**GIVEN EXERCISE:** Do not carry the pictures over; copy every other part of the entries exactly.

(Excerpts of location labeling data)
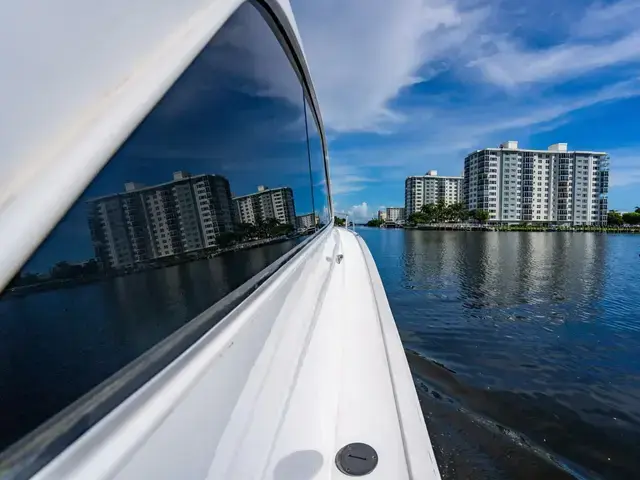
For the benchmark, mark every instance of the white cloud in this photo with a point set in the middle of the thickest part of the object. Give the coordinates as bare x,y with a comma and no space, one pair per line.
606,35
347,179
513,65
603,19
625,167
362,53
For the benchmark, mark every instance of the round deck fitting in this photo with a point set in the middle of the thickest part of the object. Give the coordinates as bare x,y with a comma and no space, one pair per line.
356,459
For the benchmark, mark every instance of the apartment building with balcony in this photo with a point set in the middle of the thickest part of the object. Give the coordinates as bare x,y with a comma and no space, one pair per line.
395,214
540,186
304,222
148,222
266,203
430,188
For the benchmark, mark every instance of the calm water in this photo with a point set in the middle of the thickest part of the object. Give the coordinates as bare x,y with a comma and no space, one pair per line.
57,345
525,348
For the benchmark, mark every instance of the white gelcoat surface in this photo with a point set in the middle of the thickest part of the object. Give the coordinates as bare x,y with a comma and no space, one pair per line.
309,362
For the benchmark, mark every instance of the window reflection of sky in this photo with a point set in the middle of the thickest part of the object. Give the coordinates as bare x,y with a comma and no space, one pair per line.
237,112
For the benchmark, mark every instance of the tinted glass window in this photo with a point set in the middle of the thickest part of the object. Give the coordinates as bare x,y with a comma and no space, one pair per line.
211,188
319,179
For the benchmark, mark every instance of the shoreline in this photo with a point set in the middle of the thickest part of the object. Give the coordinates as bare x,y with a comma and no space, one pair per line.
522,228
156,264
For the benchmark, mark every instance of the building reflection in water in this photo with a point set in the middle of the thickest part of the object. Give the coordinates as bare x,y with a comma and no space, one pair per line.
506,270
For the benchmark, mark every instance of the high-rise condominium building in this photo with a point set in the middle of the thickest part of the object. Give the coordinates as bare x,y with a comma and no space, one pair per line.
266,203
395,214
551,186
144,223
303,222
430,188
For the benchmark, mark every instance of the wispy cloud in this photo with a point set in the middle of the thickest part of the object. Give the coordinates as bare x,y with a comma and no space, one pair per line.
606,35
627,168
410,85
362,53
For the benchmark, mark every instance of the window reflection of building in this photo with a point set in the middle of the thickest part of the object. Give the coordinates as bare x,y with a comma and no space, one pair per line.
304,222
266,203
144,223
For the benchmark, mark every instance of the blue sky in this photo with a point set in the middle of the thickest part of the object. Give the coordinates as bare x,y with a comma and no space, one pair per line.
406,86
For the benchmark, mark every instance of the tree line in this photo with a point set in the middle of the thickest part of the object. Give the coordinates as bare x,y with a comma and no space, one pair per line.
629,218
246,232
441,213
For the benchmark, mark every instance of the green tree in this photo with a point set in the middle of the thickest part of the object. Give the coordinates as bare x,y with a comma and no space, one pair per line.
428,211
614,218
226,239
631,218
457,212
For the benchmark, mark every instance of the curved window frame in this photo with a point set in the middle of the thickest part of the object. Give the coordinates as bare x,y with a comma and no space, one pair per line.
36,449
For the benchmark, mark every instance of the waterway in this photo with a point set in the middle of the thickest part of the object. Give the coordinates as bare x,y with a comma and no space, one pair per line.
524,347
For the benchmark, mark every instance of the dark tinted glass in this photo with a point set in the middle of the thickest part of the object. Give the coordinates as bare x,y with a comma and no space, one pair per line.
318,173
202,196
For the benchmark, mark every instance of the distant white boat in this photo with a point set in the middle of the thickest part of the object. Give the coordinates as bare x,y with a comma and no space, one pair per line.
304,378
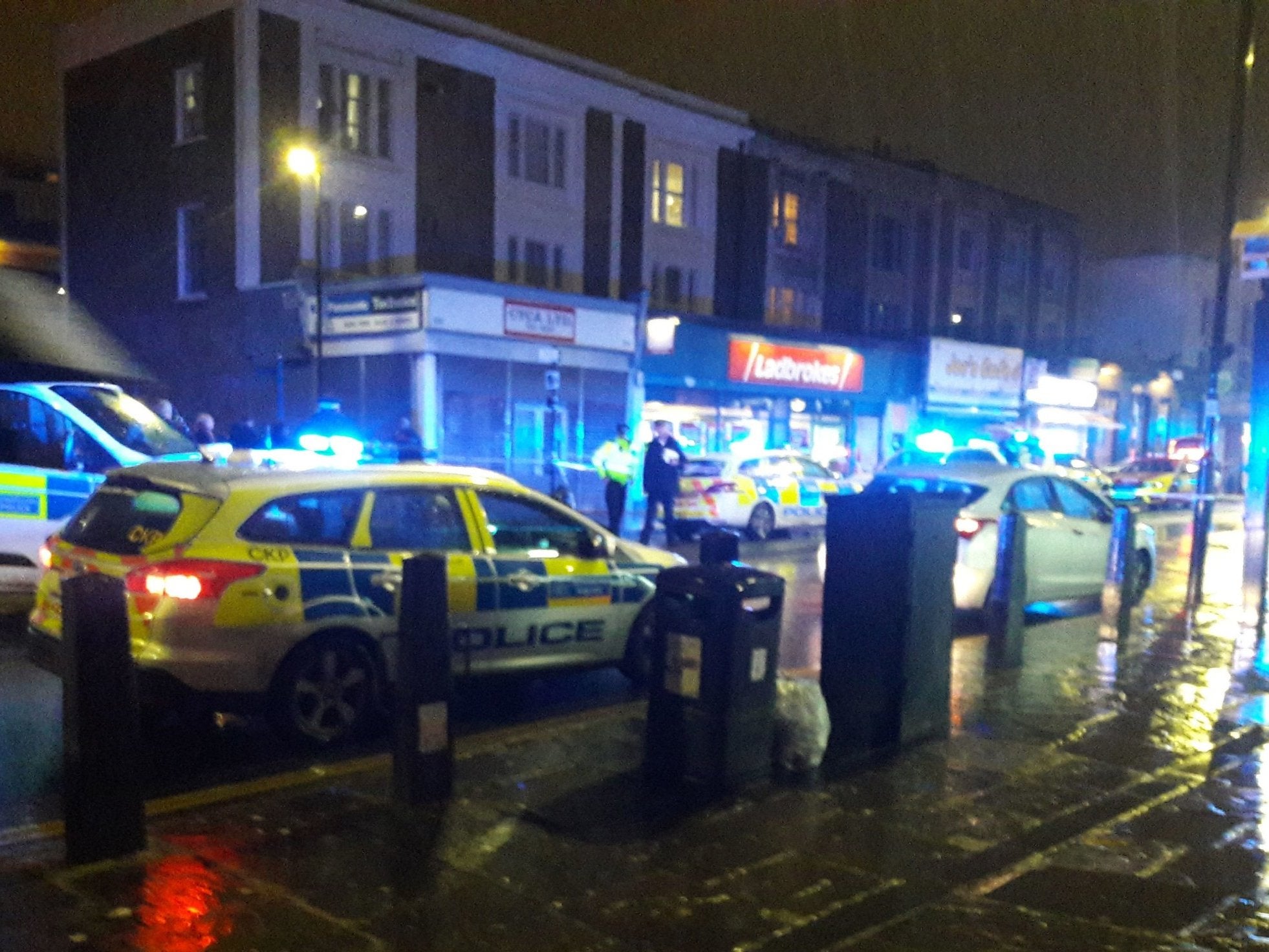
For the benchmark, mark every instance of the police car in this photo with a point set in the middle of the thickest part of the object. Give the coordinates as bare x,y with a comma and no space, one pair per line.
56,442
246,584
758,494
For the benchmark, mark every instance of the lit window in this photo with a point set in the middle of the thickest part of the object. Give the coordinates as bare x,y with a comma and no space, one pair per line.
191,249
354,127
190,103
667,195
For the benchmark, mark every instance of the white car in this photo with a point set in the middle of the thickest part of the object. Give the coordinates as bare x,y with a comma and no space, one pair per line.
759,493
56,443
1068,530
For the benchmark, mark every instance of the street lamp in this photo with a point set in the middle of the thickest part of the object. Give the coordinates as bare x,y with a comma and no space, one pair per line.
303,164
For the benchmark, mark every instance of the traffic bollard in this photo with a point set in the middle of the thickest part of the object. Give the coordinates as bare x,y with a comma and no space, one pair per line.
423,753
719,547
1121,573
1006,598
104,808
886,649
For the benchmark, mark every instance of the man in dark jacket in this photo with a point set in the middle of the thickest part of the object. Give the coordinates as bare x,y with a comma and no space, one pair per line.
663,464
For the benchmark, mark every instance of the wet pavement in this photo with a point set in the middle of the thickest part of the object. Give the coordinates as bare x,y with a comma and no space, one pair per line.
1103,796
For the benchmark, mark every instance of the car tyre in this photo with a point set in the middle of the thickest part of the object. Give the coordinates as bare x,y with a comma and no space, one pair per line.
637,663
328,692
1140,578
762,522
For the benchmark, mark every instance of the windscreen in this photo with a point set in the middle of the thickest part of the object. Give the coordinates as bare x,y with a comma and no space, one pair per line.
126,419
124,521
886,482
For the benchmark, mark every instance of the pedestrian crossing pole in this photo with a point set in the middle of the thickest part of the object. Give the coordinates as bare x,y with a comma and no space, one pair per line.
1219,351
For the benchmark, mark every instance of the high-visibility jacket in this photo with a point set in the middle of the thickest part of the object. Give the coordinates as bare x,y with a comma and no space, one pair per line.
616,461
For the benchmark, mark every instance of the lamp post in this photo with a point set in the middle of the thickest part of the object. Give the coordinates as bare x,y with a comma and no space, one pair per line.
305,164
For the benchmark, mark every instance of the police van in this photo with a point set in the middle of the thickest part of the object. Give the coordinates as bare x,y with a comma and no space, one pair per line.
248,584
56,443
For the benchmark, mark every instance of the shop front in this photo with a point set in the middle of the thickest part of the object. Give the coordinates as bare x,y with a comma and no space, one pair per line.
492,374
736,393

**TASK RESPONSE:**
For the benchmark, mark every instance of the white cloud in this photo with a point set in the middle of the thickest part of the object. Give the coordinates as bare x,y with a comma and no space, one pair per line.
606,35
347,179
513,65
603,19
625,167
362,53
For the benchmark, mark every instance of the round deck fitting in this photo with a point set in the middle of the thickest part of the object. Give the coordinates as bare x,y with a comma and no space, one pair per line.
356,459
For the benchmark, mark every instance of the apartment building with balcony in this photo with a point set in the middle of the thickest part of the object. Give the coordinates as bare x,y with a comma and no space, one pair per line.
395,214
540,186
304,222
148,222
266,203
430,188
For the benchmark, mark every instance of the calm water in this photo with a point set in the middle of the thickest part of the object. Give the coordinates as bare x,y with a comma and no space, one pair per line.
57,345
525,348
For the benchmark, mark every instance of the white gelcoat surface in this photo with a point set in the middle of the thickest part of the object. Give the coordinates as bare x,y with a comma and no space, one pair per line.
309,362
For the benchmark, mark every instance of the window reflection of sky in this photo with a point set in the middle of the thickest part of the object. Give the coordinates as bare x,y with a comma and no space, one pair per line.
237,112
For the benchmark, mark every instance of the tinted glass window in this photo with a point set in the middle of the thickest part of the object. Give the coordinates as bare x,y with a comma and no space, one pair per line.
211,188
319,179
For the benchmark, mark every instance of the shoreline in this photo with a point set in the middle of the thickest part of the object. Give the coordinates as bare x,y with a comma and no space, one pair per line.
522,228
156,264
For the benchmark, mark every instance of the building reflection in water in this photo with a point set in the middle of the thickest part of the object. Give the coordinates as bare x,y with a comma and no space, one pair per line.
506,270
For the benchmark, mark every instance of the high-rise condominium building in this photo with a point set in the middle of the thickest part of the object. Give the coordinates as bare x,y with a comma and no space, one pair per line.
266,203
395,214
551,186
144,223
303,222
430,188
For the benchmark, mark every instance of the wispy cloud in this photo with a point set in the middle of the thickest part of the object. Give the coordinates as bare x,y with a comma and no space, one pair per line.
606,35
627,168
410,85
362,53
For the benchmark, mark every instance of the window reflection of building in this photo with a point set in the middle of the thickest part of the object. Give the coordinates as bare x,y with a comma and no space, one pair per line.
304,222
266,203
144,223
For the benchmark, mark every instance of the blue sky in this photo with a point set in the middle of the thickest part of the object. Give the coordinates as bare x,y with a comma and no space, one pair per line.
406,86
For the benchmark, mark every instance of the tree line in this photo with a point set in the middle of the thickest part of the object. Give the coordinates as bare x,y with a comma and no space, one pair per line.
629,218
246,232
441,213
For the benchmark, mark every instance of the green tree in this photo with a point set in the middle of the thickest part of the object. Give the coordinates as bare x,y with a comma and no space, one pair per line.
428,211
614,218
226,239
631,218
457,212
For the benchmark, mark every instance of the curved window frame in this photo with a point set in the middle of the thickest part of the object. Give the coordinates as bare x,y with a comma and no space, one pair per line.
36,449
For the benchmark, mark every instance of the waterway in this photo with a point set in the middle of the thickest part of the object. Give the coordinates as bare x,y with a comma and no space, one pair per line.
524,347
For the benchmark, mark every instance of the dark tinted glass in this photo with a point set in the middle of the thickest part of the object. Give the coordinates as bare x,y with a comma and no space, one pair per line.
318,173
202,196
For the benchmark, mark every instance of the distant white boat in this photo with a point set in the middle of the thickest part of the object. Give the coordinates as bare x,y with a comma and no space, one pair per line.
304,378
For the benchmark, mark every instance of the police car in this photo with a point set in the middle of the thickest part of the object. Give the coordinates as bare x,y with a comma and no space, one pair per line.
56,442
246,584
758,494
For the benchmark, mark every instance of the lit window in this photo with a point set in the middle of the thickest part of the object. Give the coordinates as bare x,y with a comma and no space, one pair per line.
191,249
354,127
190,103
667,195
For the benchmark, mark every instance of the white car in this photo with a point set in the middle of the thickest part of the object. Give the coordinates as bare x,y with a comma and no space, one pair per line.
759,493
56,443
1068,530
For the benchmark, mark every instance of the street lamp in this photo with a point set in the middle of the thickest part of the object. Give the coordinates as bare x,y with a comma and no space, one pair per line.
303,164
For the benchmark, mark every instance of the traffic bollard in this photo with a point set in the middle of the thickest part of the object. Give the coordinates as bare x,y with a comma and no space, one pair per line.
423,753
719,547
1121,573
1006,598
104,808
886,649
For the benchmark, mark every instance of the man in dark jacket in this photo with a point set in the middle of the thickest part of the object. Give the coordinates as bare x,y with a comma and no space, one pair per line.
663,464
For the benchmark, mark every instance of the wet pavement in this photo with a point set in the middle of the thickest part of the object. Give the coordinates as bare x,y with a comma and no space, one pair per line.
1103,796
For the benchmark, mark every instance of the car tyre in this photo with a point set in the middle of the thickest part of the object. Give the coordinates as bare x,y with a comma and no space, one pair per line.
637,663
328,692
1140,578
762,522
For the benchmark, mark every instance of the windscreen in this photo with a point set in the middle of the thickest part of the object. Give the coordinates as bare x,y with a comma and no space, one pair per line.
126,419
124,521
886,482
For the benchmark, mark every instance of the pedestrian crossing pole in this photo with a point set in the middle of the thickest part of the object. Give the coordinates as bare x,y with a comma and no space, one pair per line.
1219,351
For the benchmark, mark every instance of the high-visibility jacket in this photo with a point set in the middle of the thickest part of the object. Give the coordinates as bare x,y with a comma and no space, one pair per line.
616,461
For the benchmark, mark every instance of the lamp post in this photo with a point set in the middle of the thickest part of the object. Give the coordinates as bare x,y with a comma and no space, one pair per line.
305,164
For the benchmark, mark every instance of the police van in this photo with a point set in the middle of the thickest part of the object. Give the coordinates as bare x,y with a comma and no space, one pair per line.
248,584
56,443
For the benchmark, mark every instance of the shop front in this photo with a point set in the middle of the thickest part of the object. Give the coordinates as bare x,y with a comma and no space, one pair per line.
492,374
736,393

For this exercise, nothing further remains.